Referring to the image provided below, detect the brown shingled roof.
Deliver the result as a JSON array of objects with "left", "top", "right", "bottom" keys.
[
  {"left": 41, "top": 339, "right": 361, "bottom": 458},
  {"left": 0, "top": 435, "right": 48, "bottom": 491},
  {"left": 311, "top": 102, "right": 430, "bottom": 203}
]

* * * *

- **ZIEL DER AUFGABE**
Gib sämtliche Zeilen der obenstehenden Auflistung als nummerierte Liste wieder. Lass dabei alle Leerzeilen weg.

- **RICHTIGES ERGEBNIS**
1. Referring to the image provided below, detect the brown shingled roof.
2. Deliver the result as a JSON array of objects with "left", "top", "right", "bottom" keys.
3. [
4.   {"left": 41, "top": 339, "right": 361, "bottom": 458},
5.   {"left": 0, "top": 435, "right": 48, "bottom": 491},
6.   {"left": 311, "top": 102, "right": 430, "bottom": 203}
7. ]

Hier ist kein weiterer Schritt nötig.